* _TO DO_
Arrange the data below as a Markdown table with the columns Row and Line. Put each non-blank line in its own numbered row, and leave out the blank lines.
:: EXERCISE MATERIALS ::
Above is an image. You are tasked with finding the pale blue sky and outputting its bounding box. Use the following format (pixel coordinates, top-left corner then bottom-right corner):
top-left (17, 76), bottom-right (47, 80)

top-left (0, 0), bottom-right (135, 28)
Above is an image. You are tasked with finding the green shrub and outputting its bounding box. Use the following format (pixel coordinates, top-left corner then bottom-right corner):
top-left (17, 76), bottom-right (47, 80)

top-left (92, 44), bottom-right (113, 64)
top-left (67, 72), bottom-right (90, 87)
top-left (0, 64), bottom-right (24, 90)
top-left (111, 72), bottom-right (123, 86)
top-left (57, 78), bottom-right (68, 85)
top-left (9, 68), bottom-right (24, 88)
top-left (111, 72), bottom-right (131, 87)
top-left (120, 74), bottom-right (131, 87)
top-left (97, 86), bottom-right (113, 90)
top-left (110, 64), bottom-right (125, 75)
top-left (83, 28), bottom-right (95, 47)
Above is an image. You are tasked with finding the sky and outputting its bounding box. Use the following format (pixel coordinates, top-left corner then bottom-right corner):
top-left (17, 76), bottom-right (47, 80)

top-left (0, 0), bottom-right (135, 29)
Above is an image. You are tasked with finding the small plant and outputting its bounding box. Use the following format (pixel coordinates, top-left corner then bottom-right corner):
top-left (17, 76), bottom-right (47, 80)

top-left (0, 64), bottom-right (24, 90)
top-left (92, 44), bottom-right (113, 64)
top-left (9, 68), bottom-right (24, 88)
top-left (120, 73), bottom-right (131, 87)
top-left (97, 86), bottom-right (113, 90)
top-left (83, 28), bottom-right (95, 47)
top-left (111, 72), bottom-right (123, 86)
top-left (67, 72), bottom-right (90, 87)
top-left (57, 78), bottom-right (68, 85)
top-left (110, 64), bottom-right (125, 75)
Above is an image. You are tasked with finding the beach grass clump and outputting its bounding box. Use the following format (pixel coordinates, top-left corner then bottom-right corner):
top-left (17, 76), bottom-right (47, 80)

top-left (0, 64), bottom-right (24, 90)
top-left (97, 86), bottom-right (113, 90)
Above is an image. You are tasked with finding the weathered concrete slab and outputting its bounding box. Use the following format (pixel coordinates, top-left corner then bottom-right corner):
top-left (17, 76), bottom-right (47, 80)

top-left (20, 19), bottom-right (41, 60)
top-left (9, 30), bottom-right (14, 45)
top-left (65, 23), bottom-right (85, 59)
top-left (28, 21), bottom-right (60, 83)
:::
* _EXPECTED ANSWER_
| Row | Line |
|---|---|
| 1 | Above is an image. You are tasked with finding the pale blue sky and outputting its bounding box. Use the following format (pixel coordinates, top-left corner then bottom-right corner): |
| 2 | top-left (17, 76), bottom-right (47, 80) |
| 3 | top-left (0, 0), bottom-right (135, 28) |
| 4 | Above is an image. You are tasked with finding the green shrub and outputting its bounding box. Use the following format (pixel coordinates, top-left corner then bottom-right corner): |
| 5 | top-left (17, 76), bottom-right (47, 80) |
| 6 | top-left (92, 44), bottom-right (113, 64) |
| 7 | top-left (67, 72), bottom-right (90, 87) |
| 8 | top-left (0, 64), bottom-right (24, 90) |
| 9 | top-left (111, 72), bottom-right (123, 86) |
| 10 | top-left (57, 78), bottom-right (68, 85) |
| 11 | top-left (9, 68), bottom-right (24, 88) |
| 12 | top-left (111, 72), bottom-right (131, 87) |
| 13 | top-left (120, 74), bottom-right (131, 87) |
| 14 | top-left (97, 86), bottom-right (113, 90) |
| 15 | top-left (110, 64), bottom-right (125, 75) |
| 16 | top-left (83, 28), bottom-right (95, 47) |
| 17 | Above is an image. You are tasked with finding the sky and outputting its bounding box. Use the following format (pixel coordinates, top-left corner then bottom-right corner): |
| 18 | top-left (17, 76), bottom-right (47, 80) |
| 19 | top-left (0, 0), bottom-right (135, 29) |
| 20 | Above is an image. You are tasked with finding the small plant and outputting its bounding box. Use the following format (pixel coordinates, top-left corner then bottom-right corner): |
| 21 | top-left (17, 76), bottom-right (47, 80) |
| 22 | top-left (0, 64), bottom-right (24, 90) |
| 23 | top-left (92, 44), bottom-right (113, 64) |
| 24 | top-left (9, 68), bottom-right (24, 88) |
| 25 | top-left (120, 73), bottom-right (131, 87) |
| 26 | top-left (97, 86), bottom-right (113, 90) |
| 27 | top-left (83, 28), bottom-right (95, 47) |
| 28 | top-left (111, 72), bottom-right (123, 86) |
| 29 | top-left (67, 72), bottom-right (90, 87) |
| 30 | top-left (57, 78), bottom-right (68, 85) |
| 31 | top-left (110, 64), bottom-right (125, 75) |
| 32 | Above is an image. You are tasked with finding the beach grass clump and outputting its bounding box. Use the following format (pixel coordinates, top-left corner then bottom-right corner): |
| 33 | top-left (17, 76), bottom-right (47, 80) |
| 34 | top-left (0, 64), bottom-right (24, 90) |
| 35 | top-left (97, 86), bottom-right (113, 90) |
| 36 | Above is an image. You are tasked with finding the weathered concrete slab and outputting its bounding box. Use the following format (pixel coordinates, top-left corner then bottom-right corner): |
| 37 | top-left (17, 76), bottom-right (47, 80) |
| 38 | top-left (20, 19), bottom-right (41, 60) |
| 39 | top-left (9, 30), bottom-right (14, 45) |
| 40 | top-left (65, 23), bottom-right (85, 59) |
| 41 | top-left (28, 21), bottom-right (60, 83) |